▶ Stated goal
Please convert the data, starting at its beginning and ending at the line that contains "[217,362,244,406]", into a JSON list of strings with one string per line and blank lines omitted.

▶ Records for the exercise
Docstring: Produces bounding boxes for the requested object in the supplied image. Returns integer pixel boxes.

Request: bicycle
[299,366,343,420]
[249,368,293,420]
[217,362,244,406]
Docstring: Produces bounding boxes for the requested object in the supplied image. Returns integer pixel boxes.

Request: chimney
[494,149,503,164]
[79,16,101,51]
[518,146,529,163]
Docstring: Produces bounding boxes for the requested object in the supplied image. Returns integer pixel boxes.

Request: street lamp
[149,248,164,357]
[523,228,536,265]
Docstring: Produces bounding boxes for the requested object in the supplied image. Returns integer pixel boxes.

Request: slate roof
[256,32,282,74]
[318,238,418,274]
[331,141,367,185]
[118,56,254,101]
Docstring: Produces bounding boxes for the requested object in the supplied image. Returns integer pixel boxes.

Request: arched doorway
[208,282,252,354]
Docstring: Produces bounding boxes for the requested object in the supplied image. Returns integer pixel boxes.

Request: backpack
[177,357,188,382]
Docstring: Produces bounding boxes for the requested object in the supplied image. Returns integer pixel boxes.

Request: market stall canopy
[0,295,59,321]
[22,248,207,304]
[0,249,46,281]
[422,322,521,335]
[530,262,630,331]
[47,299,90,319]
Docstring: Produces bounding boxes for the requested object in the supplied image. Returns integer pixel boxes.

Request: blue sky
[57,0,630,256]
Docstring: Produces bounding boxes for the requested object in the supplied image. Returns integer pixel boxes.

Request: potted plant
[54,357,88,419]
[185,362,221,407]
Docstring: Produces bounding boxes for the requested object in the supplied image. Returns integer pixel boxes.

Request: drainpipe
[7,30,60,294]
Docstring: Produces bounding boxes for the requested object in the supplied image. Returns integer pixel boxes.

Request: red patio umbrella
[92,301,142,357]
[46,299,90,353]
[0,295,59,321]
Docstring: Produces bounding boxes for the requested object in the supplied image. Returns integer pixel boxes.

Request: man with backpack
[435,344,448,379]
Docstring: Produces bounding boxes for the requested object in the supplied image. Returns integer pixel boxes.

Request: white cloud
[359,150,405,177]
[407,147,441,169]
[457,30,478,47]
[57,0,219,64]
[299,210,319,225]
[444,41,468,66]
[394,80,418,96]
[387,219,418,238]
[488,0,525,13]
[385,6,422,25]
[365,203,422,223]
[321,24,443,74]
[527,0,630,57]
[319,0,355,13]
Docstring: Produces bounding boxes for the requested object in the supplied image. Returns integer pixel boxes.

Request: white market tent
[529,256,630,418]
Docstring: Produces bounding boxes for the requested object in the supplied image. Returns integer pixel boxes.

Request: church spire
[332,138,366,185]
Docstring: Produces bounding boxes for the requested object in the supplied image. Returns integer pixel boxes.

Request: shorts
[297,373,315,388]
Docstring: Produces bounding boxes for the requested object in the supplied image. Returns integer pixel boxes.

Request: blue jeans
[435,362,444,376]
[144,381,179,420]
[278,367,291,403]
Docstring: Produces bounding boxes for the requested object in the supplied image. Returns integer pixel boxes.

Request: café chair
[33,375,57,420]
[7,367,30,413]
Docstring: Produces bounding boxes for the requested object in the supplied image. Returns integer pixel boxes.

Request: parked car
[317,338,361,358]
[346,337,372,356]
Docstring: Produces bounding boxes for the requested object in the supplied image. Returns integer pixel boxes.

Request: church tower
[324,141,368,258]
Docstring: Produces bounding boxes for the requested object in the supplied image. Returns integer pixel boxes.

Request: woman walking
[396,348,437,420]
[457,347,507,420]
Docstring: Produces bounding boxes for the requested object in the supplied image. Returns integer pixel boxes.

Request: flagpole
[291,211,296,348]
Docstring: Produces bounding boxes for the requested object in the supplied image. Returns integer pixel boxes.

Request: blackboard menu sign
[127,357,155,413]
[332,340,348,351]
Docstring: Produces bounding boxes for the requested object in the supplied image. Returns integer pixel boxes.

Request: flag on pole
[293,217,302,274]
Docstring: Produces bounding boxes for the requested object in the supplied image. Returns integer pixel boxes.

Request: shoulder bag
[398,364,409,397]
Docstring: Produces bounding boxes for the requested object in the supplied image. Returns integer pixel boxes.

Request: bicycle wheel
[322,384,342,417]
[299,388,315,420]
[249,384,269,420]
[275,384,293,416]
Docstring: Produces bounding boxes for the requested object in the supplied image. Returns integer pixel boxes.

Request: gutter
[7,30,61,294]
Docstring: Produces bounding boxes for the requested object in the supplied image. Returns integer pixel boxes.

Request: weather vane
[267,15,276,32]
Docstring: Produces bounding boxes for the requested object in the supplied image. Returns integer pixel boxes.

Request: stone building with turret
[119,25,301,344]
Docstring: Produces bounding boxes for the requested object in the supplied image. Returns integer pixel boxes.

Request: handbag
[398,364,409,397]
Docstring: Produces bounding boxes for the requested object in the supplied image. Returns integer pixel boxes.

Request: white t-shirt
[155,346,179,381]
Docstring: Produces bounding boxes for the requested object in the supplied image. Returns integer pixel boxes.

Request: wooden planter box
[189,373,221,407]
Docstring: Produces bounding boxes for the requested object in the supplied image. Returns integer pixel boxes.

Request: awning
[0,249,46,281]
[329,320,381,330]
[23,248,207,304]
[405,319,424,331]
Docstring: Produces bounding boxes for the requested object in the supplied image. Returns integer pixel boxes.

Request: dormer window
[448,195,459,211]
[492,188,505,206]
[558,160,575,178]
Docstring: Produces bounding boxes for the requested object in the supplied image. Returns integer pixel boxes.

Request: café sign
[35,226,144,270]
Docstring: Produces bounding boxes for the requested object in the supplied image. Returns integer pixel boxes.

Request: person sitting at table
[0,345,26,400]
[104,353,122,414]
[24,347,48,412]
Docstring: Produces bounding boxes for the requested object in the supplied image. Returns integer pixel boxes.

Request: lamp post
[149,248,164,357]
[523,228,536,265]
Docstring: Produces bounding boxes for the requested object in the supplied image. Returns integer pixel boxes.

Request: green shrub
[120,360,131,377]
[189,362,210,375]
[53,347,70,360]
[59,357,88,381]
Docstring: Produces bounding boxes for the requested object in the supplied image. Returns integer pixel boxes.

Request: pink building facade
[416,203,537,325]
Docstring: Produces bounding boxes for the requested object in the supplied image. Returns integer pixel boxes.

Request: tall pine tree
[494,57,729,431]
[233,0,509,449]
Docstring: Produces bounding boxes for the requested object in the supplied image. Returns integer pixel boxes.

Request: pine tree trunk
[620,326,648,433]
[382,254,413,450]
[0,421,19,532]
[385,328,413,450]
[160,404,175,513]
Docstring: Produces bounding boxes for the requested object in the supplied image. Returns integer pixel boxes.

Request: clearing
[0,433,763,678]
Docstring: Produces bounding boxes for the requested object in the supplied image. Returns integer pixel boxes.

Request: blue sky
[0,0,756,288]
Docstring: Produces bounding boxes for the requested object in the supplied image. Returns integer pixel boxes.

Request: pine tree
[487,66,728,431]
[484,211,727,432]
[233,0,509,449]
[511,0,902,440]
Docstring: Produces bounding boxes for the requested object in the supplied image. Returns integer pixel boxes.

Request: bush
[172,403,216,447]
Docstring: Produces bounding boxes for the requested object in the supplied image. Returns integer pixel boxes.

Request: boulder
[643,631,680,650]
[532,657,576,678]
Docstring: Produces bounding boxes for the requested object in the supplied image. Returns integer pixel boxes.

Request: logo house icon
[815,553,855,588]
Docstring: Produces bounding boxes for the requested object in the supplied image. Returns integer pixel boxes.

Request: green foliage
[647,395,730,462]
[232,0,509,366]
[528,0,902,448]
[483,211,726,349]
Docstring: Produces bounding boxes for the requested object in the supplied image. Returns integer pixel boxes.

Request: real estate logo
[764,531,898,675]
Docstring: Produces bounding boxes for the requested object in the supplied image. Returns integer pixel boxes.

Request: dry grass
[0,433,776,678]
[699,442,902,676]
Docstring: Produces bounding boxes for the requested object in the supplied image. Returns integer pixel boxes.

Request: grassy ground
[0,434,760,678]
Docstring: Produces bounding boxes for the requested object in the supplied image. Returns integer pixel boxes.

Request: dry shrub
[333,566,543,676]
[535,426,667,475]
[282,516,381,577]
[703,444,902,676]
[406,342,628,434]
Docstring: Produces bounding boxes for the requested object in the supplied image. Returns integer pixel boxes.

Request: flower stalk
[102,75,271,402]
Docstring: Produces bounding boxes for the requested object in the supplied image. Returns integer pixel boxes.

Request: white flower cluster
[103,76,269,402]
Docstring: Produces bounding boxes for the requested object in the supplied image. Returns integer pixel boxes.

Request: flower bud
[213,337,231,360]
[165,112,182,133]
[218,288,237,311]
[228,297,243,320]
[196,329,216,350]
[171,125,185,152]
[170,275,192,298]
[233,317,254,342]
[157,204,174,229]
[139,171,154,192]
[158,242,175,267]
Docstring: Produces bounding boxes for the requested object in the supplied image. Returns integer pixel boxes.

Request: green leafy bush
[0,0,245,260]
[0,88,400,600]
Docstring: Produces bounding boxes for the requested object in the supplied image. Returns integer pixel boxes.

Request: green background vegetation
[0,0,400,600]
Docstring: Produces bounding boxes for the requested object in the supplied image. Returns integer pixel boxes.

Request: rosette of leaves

▶ The answer
[
  "Docstring: Produces bounding boxes for the requested object in the supplied image. Returns integer pixel boxes.",
  "Request: bicycle",
  "[299,366,343,420]",
  "[249,368,293,420]",
  "[217,362,244,406]"
]